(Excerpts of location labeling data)
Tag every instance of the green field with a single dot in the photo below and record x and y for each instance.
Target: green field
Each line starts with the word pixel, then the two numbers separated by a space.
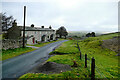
pixel 106 61
pixel 10 53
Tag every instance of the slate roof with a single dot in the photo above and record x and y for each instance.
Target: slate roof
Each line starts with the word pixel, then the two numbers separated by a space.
pixel 36 29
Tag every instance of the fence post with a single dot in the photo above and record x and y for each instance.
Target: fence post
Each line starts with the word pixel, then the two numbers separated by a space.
pixel 79 49
pixel 93 69
pixel 85 60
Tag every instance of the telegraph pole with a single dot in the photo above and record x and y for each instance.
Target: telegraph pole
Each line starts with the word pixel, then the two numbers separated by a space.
pixel 24 27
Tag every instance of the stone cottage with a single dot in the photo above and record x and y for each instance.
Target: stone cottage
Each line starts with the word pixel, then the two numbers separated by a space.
pixel 33 34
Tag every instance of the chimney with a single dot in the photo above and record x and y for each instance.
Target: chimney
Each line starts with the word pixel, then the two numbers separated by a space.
pixel 32 25
pixel 14 24
pixel 50 27
pixel 42 26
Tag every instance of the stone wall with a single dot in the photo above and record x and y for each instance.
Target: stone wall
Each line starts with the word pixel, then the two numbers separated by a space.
pixel 11 44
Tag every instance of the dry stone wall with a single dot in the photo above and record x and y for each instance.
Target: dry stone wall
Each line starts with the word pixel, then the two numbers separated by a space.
pixel 11 44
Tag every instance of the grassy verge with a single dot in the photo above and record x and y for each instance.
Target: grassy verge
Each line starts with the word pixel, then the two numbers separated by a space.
pixel 105 59
pixel 70 54
pixel 10 53
pixel 43 44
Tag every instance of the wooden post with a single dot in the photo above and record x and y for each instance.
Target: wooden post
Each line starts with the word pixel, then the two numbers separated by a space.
pixel 79 49
pixel 85 60
pixel 24 27
pixel 93 69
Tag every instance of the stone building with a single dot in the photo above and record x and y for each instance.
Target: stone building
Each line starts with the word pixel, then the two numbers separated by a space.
pixel 33 34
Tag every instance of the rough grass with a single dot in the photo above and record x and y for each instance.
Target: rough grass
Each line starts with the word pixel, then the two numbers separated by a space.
pixel 106 62
pixel 71 55
pixel 10 53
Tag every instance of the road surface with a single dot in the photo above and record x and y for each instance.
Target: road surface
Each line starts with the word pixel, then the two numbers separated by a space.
pixel 17 66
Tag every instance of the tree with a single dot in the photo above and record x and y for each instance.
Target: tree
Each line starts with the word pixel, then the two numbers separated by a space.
pixel 62 32
pixel 6 21
pixel 93 34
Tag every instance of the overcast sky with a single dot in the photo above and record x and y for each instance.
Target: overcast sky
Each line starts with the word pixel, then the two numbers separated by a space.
pixel 75 15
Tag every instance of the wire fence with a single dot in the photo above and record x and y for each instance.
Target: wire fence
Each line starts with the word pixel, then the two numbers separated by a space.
pixel 89 65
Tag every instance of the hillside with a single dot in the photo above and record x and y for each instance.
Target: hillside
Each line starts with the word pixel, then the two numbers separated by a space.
pixel 106 61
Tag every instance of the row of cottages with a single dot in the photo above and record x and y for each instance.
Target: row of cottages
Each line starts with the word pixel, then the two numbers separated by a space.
pixel 33 34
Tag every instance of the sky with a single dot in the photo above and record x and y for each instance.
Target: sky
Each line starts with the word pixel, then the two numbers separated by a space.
pixel 74 15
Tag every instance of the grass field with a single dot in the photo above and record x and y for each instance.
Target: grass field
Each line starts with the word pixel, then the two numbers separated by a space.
pixel 105 60
pixel 10 53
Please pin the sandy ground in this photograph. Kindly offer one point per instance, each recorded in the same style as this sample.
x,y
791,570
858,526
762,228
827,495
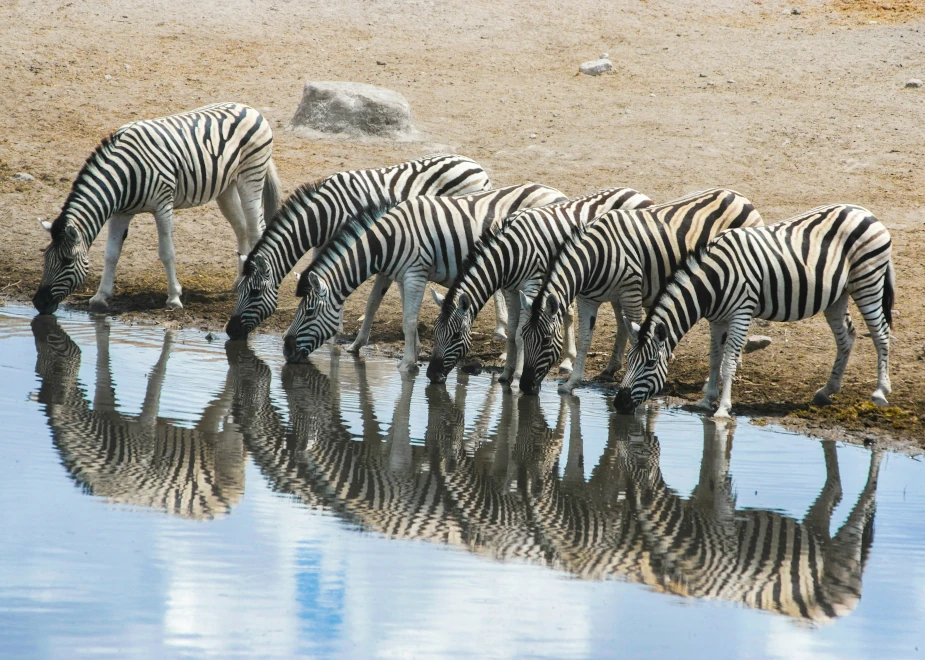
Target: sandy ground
x,y
791,109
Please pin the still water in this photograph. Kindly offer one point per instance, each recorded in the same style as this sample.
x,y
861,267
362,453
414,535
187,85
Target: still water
x,y
167,496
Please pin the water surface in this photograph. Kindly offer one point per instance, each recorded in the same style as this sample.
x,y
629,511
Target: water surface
x,y
167,496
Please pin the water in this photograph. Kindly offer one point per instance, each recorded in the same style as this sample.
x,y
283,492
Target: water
x,y
163,496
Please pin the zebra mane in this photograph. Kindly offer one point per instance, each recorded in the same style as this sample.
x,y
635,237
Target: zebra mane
x,y
301,196
102,151
573,239
343,240
682,273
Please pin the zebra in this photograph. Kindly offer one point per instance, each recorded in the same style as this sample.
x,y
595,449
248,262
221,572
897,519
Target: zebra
x,y
787,271
422,239
623,257
314,212
706,548
221,151
139,460
514,259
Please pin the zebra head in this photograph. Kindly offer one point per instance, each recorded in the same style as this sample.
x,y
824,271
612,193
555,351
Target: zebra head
x,y
542,338
257,298
452,334
646,367
66,266
316,320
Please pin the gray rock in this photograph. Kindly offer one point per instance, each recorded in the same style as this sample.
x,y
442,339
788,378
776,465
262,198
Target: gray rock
x,y
352,110
596,67
756,343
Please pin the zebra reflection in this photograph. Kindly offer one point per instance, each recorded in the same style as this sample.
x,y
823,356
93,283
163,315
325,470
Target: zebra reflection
x,y
497,488
138,460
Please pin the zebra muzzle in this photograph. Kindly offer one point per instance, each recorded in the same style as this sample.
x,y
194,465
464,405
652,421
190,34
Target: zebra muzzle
x,y
623,401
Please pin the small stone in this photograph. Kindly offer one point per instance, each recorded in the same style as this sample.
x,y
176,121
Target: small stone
x,y
596,67
756,343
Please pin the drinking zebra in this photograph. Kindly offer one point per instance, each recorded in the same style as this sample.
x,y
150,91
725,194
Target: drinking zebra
x,y
221,152
787,271
623,257
139,460
420,240
514,259
314,212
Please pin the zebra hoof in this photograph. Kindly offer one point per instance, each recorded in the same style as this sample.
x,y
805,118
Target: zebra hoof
x,y
99,305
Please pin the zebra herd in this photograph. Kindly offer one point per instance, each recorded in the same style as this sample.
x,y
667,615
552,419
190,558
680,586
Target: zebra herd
x,y
437,219
495,488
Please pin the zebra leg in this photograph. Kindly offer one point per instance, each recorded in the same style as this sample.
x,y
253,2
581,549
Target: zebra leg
x,y
735,339
164,220
380,286
840,323
718,332
413,288
501,314
510,371
229,203
587,314
872,311
568,362
118,230
619,342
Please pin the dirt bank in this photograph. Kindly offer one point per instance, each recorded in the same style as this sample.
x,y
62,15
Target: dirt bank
x,y
791,109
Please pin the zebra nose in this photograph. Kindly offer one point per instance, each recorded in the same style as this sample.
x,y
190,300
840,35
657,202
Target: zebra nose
x,y
528,382
43,301
623,401
235,329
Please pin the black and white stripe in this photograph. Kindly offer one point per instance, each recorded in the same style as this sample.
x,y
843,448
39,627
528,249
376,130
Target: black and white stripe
x,y
514,259
623,257
314,212
221,152
138,460
787,271
422,239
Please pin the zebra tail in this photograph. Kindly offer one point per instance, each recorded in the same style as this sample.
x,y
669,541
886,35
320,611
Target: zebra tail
x,y
889,290
272,192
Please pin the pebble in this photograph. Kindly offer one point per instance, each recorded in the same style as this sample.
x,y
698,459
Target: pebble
x,y
596,67
756,343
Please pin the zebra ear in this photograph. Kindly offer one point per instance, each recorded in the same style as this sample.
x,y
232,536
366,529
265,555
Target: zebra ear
x,y
552,305
661,332
526,302
318,285
633,329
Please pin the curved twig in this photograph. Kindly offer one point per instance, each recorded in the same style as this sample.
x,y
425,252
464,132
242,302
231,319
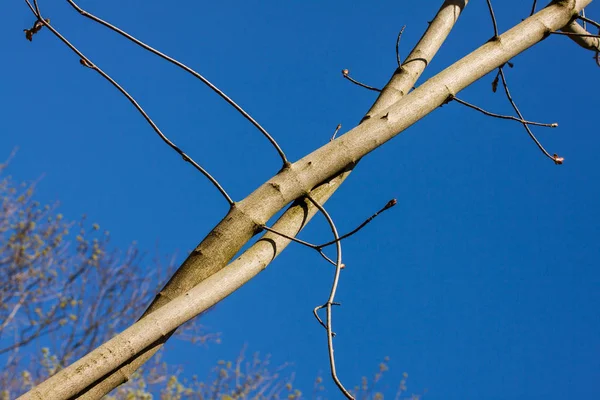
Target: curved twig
x,y
189,70
509,117
346,74
555,157
398,46
330,300
89,64
493,18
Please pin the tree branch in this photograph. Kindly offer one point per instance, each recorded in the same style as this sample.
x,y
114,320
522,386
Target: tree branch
x,y
189,70
296,181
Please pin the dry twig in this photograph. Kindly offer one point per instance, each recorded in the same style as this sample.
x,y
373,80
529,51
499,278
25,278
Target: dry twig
x,y
557,160
89,64
398,46
346,74
189,70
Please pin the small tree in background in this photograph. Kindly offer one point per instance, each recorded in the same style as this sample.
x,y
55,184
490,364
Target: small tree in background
x,y
64,287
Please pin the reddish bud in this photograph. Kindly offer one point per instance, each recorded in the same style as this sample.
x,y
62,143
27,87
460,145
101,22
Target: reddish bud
x,y
558,160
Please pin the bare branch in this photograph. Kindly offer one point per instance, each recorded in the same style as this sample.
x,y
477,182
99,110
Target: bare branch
x,y
398,46
582,37
533,8
189,70
589,21
493,18
89,64
388,205
509,117
337,128
346,75
555,158
331,298
574,34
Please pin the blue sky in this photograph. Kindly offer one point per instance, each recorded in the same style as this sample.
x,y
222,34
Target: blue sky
x,y
483,282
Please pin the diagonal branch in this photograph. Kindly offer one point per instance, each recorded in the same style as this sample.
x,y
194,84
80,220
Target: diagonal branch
x,y
509,117
210,256
346,74
555,158
330,301
582,37
145,337
189,70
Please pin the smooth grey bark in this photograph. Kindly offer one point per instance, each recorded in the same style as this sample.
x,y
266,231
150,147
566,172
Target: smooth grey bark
x,y
246,217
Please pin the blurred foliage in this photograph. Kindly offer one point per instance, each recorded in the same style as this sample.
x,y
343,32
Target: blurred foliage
x,y
63,288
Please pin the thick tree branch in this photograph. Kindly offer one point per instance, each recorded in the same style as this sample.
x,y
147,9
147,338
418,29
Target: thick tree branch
x,y
291,183
211,256
587,42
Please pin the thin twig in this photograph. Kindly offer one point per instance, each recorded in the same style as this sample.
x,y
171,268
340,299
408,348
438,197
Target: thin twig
x,y
88,63
575,34
337,128
189,70
493,18
302,242
533,8
589,21
398,46
330,300
346,75
555,157
319,247
510,117
388,205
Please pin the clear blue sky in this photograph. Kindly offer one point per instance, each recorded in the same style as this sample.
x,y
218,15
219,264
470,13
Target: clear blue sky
x,y
483,282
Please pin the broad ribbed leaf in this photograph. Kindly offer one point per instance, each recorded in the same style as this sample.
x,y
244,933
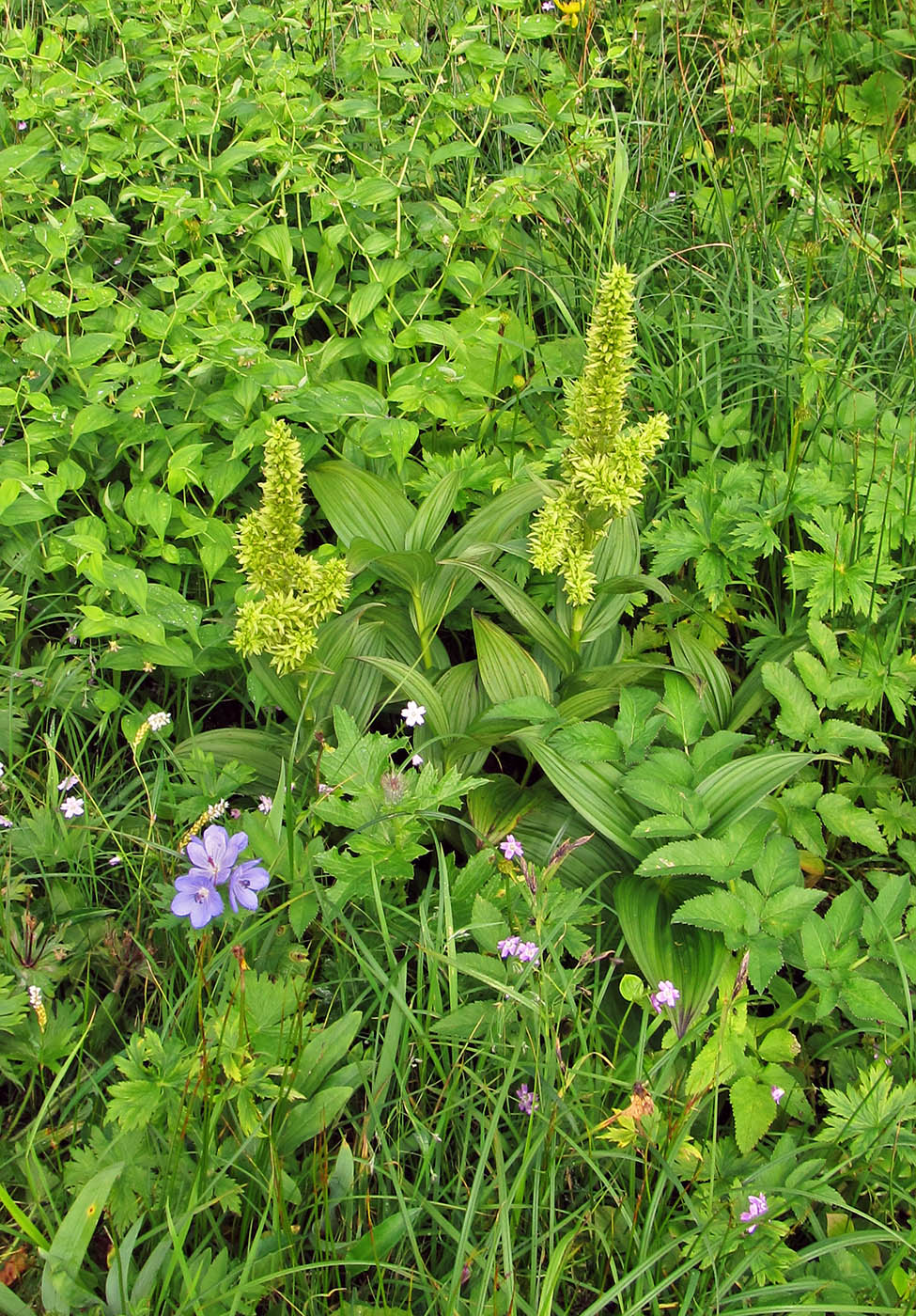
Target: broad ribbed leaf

- [EXERCISE OBJECTIVE] Every line from the one containing "Please pin the blurred" through the end of the data above should be copied exactly; nothing else is copied, and pictures are omitted.

- [THE ANSWER]
Please pin the blurred foliage in this photograph. Kindly offer one point per instance, each recorded in the same style as this sample.
x,y
343,32
Target: blurred foliage
x,y
63,288
Please pin the thick tree branch in this photograph. Kindly offer one point per instance, each recorded in the same style as this sample.
x,y
147,9
147,338
418,29
Target: thick tree branch
x,y
291,183
211,256
587,42
Please pin the thin twig in this photograph. Kindly offer one point per instance, each recorded in the same style as this sample.
x,y
171,268
340,299
408,348
438,197
Target: thin twig
x,y
88,63
575,34
337,128
189,70
493,18
302,242
533,8
589,21
398,46
330,300
346,75
555,157
319,247
510,117
388,205
Please pin the clear blue sky in this photograph. Kindly offer one point per instance, each recorded in the same style as this sample.
x,y
218,15
219,264
470,13
Target: clear blue sky
x,y
483,282
Please pin the broad ribbed leaf in this photograph. Kindly offer one point per instance, each recorded in the same style as this sample.
x,y
244,933
Target: broad ribbed leaf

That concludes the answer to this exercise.